Source text »
R.I.P to the Awkward Stage

Delara Youssefian looks back on her awkward teenage years and contemplates how social media is influencing the next generation. For TWSS issue #17 ‘Masks’.

There are a lot of memories I cherish from my early teenage years. While I’ve made a huge effort to block quite a lot of it out from my mind, I look back on my past awkward, frizzy, self-conscious self with a strange sense of nostalgia and love. Making plans with friends to go to the town centre on a Saturday, with a clean set of the classic leggings-and-denim-shorts combo set aside for the occasion, and the money I’d saved over the last few weeks to buy myself a fresh pot of Maybelline’s Dream Matte Mousse, shade ‘Orange’. I couldn’t talk to anyone new without punctuating every other word with a nervous laugh, and no matter how rigorously I applied my tea tree oil stick, I just couldn’t get rid the pimples across my cheeks. If you had asked 12-year-old me whether I was happy with myself, the answer would unquestionably be ‘*nervous laugh* hell no’. But 20-year-old me couldn’t be happier that I went through that stage of Primark knotted crop-tops and too much black eyeliner, because it taught me a lot. That’s why I feel an overwhelming surge of sadness when I see young kids today wearing genuinely nice outfits, perfect makeup and hair, and confidence exploding through the roof; they’re bypassing what generations have had to endure in order to survive to their late teens and twenties, and there is so much wrong with that.

Recorded data »
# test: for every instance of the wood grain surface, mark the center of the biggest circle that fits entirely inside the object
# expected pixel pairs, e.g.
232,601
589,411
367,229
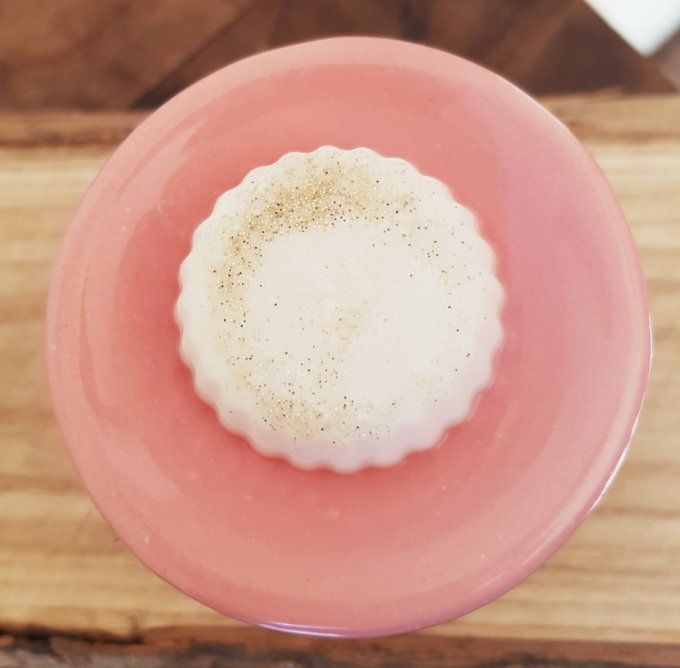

Tasks to carry out »
[1] Using the essay on the awkward stage, answer each of these:
(a) What shade of Maybelline's Dream Matte Mousse did the writer save up to buy?
(b) What did the writer apply to try to clear the pimples on their cheeks?
(c) How old does the writer say they are now?
[2] Pick up the essay on the awkward stage after its last sentence and keep writing.
None of the recorded data is needed here.

Final results »
[1]
(a) 'Orange'
(b) A tea tree oil stick
(c) 20

[2]
Gone are the days of silver and blue eyeshadow and concealer lips, now we have fully-contoured and cut-creased teenagers strutting the streets and filling our social media feeds. I have friends with younger sisters, around 10 or 11, who call them up with questions on which tanning oil to get from Superdrug because they want to kick-start their bronzing before they go on holiday. Me? I’m pretty sure at that age I didn’t even know fake tan existed, and I still got excited to use that blue-tinted sun cream because the smell would always remind me of summer and fun memories, even though it gave me a white cast that made my skin about 10 shades lighter than it really was.

The long acrylic nails and 5-step skincare routines are just a metaphor for the dramatic shift in teenage attitudes – they become concerned with appearance much earlier than ever before, they care more about what is socially acceptable from primary school age, and they pick up typically ‘adult’ activities such as replying to emails or going to the bank to deposit some extra cash, then complain about how ‘stressed’ and ‘tired’ they are from their difficult pseudo-adult lives.

Where have the Nintendo games gone? Where have the board games gone? Why are they sporting glowy, flawless skin with perfect eyeliner instead of spot-ridden, orange faces with eyeliner thicker than a bowl of oatmeal?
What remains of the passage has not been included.